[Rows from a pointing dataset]
· · · · · · ·

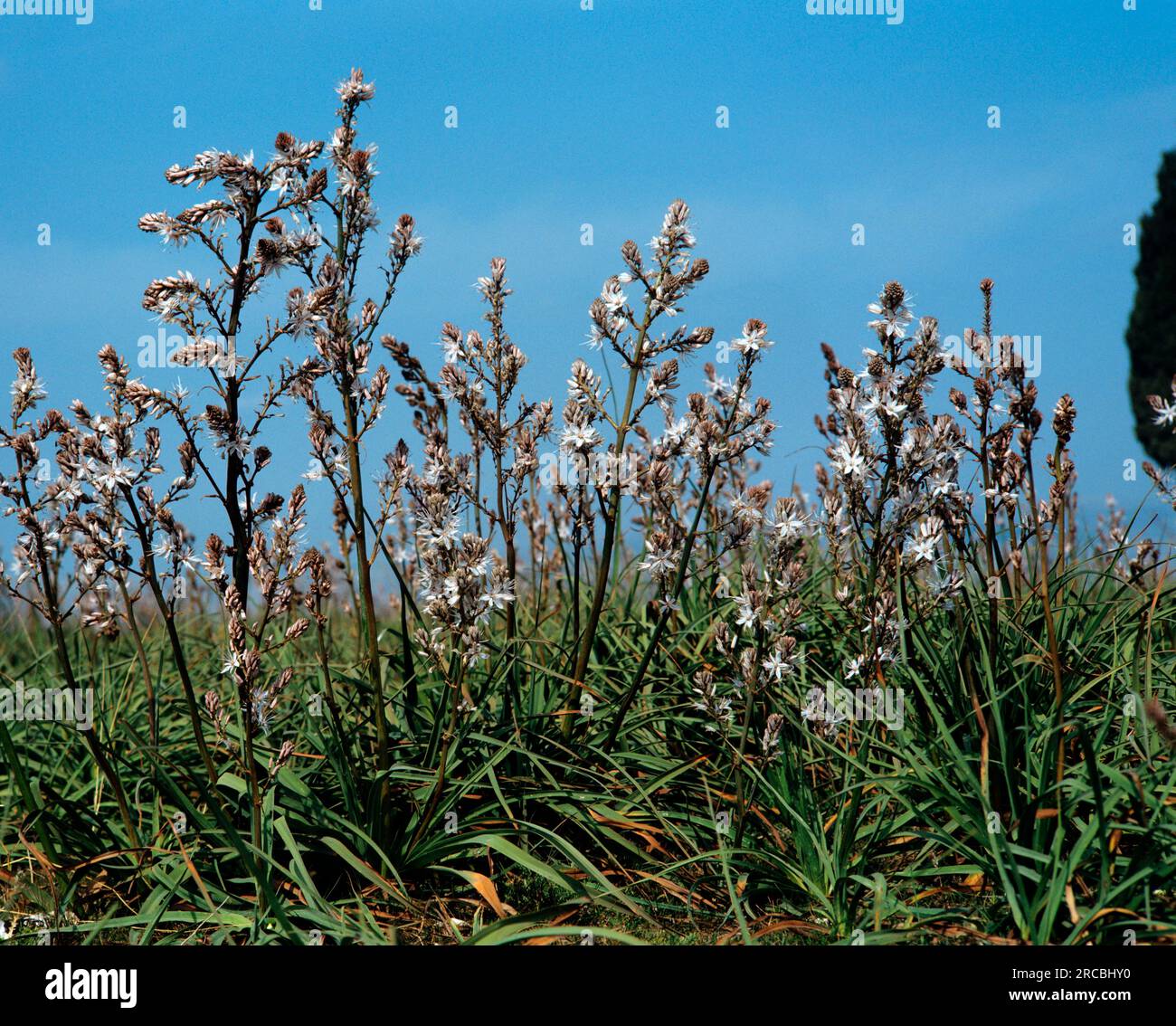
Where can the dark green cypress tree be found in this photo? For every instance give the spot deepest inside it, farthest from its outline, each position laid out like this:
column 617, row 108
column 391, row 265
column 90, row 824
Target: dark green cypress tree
column 1152, row 329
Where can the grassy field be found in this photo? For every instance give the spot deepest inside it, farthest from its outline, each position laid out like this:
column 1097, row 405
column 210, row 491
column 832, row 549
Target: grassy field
column 953, row 829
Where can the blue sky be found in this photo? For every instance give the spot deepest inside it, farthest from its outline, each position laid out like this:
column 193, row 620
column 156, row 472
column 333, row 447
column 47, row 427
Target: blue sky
column 602, row 117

· · · · · · ·

Render every line of the records above as a JSON list of strings, one string per line, with blank lines dropped. Leave the pictures out.

Answer for this exercise:
[
  "Where can the dark green cypress tree be found in this photo? For every instance give the spot deepest inside it, farthest from its outline, each position laid out like this:",
  "column 617, row 108",
  "column 391, row 265",
  "column 90, row 824",
  "Target: dark green cypress tree",
  "column 1152, row 329",
  "Where can the grassy field be found in this photo? For every instance give the spot deepest inside it, farthest from its outline, each position laid out like this:",
  "column 1097, row 405",
  "column 210, row 491",
  "column 832, row 549",
  "Target: grassy field",
  "column 953, row 829",
  "Where can the blue sky be found in this photo? For every instance give the spot deepest inside it, farthest from its outline, each position laid out like this:",
  "column 193, row 620",
  "column 156, row 472",
  "column 333, row 447",
  "column 47, row 427",
  "Target: blue sky",
  "column 602, row 117"
]